### TASK
Change every "dark blazer" to "navy jacket" in the records from the line with "Give a dot for each instance of the short" up to and including the line with "<point>468,90</point>", and reproduce those lines with nothing else altered.

### Image object location entries

****************

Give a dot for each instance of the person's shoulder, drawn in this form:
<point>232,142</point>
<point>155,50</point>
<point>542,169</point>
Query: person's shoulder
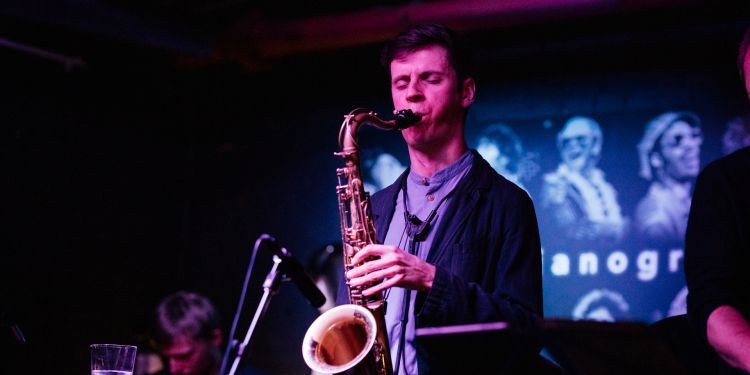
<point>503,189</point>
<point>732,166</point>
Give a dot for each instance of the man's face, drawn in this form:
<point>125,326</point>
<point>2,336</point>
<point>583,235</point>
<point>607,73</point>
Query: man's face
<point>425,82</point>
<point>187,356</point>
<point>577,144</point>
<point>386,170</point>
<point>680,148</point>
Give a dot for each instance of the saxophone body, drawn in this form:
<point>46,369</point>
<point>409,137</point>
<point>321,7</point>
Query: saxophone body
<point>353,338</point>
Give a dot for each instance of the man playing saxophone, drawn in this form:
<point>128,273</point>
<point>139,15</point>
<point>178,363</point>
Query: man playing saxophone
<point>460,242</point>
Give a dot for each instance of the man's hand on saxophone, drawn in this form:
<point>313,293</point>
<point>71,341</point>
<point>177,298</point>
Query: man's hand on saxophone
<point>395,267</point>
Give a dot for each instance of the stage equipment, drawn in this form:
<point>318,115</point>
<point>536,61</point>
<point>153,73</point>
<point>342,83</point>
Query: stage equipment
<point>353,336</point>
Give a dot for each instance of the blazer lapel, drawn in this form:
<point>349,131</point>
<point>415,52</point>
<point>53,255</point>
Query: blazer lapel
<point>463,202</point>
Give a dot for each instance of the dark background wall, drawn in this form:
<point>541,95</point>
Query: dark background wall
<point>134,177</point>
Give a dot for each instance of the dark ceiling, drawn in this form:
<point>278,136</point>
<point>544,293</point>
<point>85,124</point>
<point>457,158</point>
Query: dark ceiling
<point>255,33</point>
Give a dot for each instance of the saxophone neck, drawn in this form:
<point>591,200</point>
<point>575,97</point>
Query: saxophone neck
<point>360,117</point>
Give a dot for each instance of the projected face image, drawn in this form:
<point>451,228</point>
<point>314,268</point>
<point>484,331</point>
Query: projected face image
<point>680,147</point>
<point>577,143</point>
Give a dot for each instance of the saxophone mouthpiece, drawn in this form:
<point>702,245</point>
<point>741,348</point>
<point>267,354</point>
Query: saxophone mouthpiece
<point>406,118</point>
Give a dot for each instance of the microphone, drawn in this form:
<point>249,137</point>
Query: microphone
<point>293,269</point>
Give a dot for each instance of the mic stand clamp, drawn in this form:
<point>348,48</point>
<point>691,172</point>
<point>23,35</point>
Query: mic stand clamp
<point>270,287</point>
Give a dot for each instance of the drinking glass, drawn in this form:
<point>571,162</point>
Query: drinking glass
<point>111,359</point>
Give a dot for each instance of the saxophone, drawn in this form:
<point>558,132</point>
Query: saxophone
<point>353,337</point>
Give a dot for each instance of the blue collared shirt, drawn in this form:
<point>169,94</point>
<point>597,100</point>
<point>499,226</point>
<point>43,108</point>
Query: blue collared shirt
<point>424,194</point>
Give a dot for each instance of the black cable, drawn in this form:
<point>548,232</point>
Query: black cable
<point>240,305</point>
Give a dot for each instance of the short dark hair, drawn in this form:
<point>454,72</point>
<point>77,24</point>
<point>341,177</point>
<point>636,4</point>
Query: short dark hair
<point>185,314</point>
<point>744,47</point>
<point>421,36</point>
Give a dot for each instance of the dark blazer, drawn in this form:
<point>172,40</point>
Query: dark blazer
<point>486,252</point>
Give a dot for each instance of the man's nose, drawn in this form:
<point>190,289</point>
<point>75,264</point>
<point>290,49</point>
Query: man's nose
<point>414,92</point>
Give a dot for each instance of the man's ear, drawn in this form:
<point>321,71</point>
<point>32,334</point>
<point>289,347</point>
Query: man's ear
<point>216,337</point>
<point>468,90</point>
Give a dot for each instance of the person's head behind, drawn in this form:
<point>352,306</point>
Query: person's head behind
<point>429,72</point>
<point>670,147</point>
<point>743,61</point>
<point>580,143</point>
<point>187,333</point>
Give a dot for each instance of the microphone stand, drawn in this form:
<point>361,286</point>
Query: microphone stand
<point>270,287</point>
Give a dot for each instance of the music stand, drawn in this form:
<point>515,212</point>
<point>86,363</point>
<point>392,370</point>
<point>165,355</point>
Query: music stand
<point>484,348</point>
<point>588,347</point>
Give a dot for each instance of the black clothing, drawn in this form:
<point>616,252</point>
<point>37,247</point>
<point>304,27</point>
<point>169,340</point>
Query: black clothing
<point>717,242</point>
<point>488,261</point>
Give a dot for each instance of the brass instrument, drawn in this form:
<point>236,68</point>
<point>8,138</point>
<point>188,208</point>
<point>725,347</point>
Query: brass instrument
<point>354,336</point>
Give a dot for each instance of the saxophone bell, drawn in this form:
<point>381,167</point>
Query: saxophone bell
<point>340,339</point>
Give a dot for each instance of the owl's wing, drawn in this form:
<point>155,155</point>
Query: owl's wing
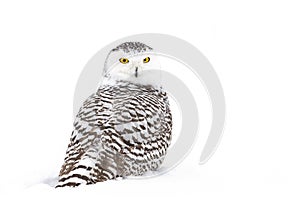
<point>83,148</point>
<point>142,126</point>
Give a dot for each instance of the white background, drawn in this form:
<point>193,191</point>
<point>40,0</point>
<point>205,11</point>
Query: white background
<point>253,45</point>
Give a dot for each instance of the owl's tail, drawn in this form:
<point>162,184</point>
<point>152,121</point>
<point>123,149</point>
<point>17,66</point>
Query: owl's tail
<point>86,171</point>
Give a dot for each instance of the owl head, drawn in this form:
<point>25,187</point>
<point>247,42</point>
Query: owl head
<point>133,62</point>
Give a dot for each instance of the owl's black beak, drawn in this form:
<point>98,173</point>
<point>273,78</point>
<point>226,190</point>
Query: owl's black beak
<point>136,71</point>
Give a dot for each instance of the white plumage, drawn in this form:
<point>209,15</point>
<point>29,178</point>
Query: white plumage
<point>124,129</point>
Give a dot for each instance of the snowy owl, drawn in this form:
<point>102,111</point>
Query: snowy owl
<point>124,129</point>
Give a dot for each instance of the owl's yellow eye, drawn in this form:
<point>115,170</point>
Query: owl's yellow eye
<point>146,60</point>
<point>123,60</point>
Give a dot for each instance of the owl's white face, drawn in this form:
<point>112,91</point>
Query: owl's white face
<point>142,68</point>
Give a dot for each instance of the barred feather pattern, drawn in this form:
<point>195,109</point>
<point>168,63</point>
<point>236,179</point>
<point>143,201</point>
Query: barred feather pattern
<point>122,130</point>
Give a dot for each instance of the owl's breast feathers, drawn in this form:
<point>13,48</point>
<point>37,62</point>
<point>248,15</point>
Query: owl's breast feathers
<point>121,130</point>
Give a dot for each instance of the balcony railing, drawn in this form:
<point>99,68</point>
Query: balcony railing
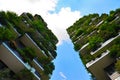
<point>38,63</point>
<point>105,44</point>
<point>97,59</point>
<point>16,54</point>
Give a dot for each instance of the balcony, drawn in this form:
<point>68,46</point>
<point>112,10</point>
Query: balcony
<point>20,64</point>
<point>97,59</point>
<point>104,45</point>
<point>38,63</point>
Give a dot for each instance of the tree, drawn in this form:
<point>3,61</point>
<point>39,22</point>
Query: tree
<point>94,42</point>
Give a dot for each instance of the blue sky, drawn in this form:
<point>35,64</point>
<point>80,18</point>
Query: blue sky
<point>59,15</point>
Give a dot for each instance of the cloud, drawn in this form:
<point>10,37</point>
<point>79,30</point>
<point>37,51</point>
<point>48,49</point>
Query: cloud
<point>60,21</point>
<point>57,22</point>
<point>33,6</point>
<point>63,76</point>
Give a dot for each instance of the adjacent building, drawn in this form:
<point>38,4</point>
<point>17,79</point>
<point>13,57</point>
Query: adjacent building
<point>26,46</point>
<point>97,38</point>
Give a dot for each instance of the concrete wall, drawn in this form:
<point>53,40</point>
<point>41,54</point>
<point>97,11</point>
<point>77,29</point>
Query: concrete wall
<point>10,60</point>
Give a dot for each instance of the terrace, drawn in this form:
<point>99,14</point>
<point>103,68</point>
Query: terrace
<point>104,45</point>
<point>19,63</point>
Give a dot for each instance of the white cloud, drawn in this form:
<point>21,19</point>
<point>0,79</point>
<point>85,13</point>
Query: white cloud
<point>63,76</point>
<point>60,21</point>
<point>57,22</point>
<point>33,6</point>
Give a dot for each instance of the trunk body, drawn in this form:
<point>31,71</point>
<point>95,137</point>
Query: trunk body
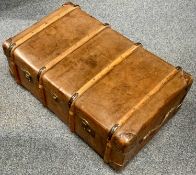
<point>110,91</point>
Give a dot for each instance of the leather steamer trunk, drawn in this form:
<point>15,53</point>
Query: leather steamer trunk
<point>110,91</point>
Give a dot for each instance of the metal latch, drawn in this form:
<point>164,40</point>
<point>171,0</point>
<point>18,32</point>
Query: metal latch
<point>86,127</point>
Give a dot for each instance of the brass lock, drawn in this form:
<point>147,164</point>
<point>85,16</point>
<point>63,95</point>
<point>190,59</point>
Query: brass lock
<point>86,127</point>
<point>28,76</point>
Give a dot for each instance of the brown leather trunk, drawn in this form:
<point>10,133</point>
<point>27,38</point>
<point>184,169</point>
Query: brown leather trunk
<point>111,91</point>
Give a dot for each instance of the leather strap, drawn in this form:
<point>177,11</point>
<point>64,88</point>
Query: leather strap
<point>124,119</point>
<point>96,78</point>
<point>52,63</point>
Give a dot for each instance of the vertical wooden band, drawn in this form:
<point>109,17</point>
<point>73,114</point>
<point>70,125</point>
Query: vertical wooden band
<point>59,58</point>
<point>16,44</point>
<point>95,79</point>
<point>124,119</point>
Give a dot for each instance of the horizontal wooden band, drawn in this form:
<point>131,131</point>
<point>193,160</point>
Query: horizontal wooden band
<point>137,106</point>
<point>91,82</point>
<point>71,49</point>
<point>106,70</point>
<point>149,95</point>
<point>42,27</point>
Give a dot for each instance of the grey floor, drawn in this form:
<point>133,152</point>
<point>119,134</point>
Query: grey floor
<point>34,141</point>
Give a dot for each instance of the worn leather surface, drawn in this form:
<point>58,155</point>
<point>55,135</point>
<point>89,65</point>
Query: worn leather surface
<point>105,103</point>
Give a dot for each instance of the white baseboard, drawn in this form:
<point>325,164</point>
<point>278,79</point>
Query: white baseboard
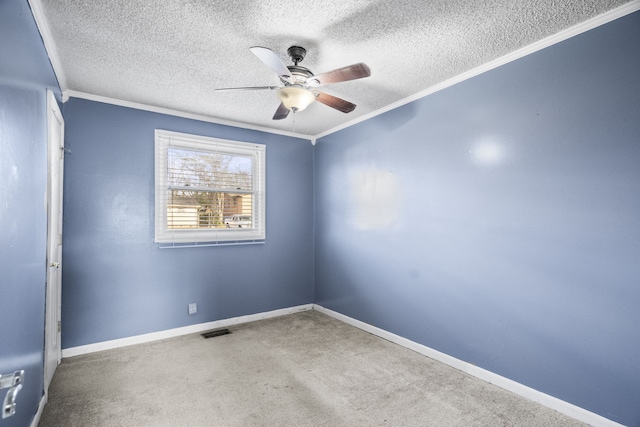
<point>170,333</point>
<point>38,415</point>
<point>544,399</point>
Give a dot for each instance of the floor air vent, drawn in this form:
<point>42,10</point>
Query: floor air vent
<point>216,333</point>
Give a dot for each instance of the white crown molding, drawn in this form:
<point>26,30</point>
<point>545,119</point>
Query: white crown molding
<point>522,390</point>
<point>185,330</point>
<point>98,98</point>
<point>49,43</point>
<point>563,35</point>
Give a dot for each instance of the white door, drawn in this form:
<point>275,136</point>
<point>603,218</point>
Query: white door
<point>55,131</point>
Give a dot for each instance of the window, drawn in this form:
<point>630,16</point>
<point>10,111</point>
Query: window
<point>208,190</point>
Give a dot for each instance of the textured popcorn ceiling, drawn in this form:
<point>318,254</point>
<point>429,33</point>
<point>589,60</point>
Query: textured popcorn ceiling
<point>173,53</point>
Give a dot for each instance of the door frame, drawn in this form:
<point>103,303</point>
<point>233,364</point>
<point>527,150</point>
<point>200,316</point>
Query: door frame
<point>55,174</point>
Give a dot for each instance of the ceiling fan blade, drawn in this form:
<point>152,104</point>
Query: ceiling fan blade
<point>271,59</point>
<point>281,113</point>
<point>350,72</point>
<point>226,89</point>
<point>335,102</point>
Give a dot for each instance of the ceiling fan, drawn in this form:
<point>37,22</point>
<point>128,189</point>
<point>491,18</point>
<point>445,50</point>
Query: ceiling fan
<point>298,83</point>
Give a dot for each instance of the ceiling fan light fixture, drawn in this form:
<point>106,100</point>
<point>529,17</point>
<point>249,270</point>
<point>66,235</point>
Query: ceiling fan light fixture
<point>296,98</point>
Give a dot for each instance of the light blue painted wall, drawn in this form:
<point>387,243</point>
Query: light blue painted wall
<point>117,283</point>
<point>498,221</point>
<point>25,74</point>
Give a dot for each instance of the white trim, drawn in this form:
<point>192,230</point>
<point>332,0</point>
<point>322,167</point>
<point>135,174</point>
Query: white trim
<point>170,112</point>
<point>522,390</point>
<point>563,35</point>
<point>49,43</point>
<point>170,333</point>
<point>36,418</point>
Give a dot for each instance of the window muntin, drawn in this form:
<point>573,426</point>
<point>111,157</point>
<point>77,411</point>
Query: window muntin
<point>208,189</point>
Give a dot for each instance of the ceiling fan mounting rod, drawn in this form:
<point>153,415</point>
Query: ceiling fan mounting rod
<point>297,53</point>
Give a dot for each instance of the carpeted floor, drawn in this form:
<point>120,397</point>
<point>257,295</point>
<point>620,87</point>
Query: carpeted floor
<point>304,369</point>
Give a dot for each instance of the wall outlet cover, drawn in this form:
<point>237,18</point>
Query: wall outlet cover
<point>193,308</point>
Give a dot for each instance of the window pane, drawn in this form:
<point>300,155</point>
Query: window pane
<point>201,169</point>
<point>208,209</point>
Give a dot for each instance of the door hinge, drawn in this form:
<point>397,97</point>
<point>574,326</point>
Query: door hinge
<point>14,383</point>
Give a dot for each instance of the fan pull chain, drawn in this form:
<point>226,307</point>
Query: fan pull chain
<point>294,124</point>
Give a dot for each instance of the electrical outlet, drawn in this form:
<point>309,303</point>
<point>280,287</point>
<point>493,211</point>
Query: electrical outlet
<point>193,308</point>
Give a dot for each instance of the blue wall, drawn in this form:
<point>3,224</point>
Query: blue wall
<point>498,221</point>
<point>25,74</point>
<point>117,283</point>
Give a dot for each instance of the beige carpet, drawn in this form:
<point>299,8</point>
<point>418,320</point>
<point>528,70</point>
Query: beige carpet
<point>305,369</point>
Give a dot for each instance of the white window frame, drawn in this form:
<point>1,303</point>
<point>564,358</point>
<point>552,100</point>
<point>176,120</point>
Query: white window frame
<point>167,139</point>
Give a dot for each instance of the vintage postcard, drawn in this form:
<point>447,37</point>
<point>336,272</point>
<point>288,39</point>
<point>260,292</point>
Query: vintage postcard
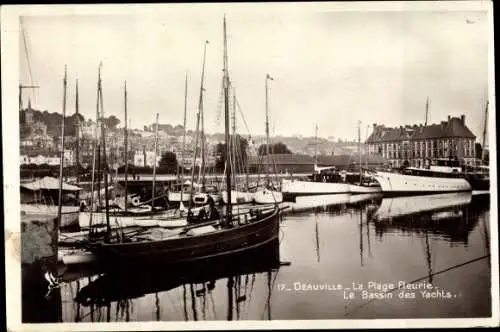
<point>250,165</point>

****************

### SOLUTION BELOW
Give a dot for each instance of the short dark hair, drawn in this form:
<point>454,72</point>
<point>77,24</point>
<point>341,177</point>
<point>636,4</point>
Query: short dark hair
<point>185,314</point>
<point>744,47</point>
<point>421,36</point>
Give a dot for each instance of the navy jacket, drawn in this form:
<point>172,40</point>
Query: navy jacket
<point>486,252</point>
Give a dot for each instance of the man's nose, drawn in this form:
<point>190,289</point>
<point>75,264</point>
<point>290,49</point>
Query: man's nose
<point>414,92</point>
Give a dot for each instance of the man's ear, drawn in this form:
<point>321,71</point>
<point>32,334</point>
<point>289,347</point>
Query: man's ear
<point>216,337</point>
<point>468,90</point>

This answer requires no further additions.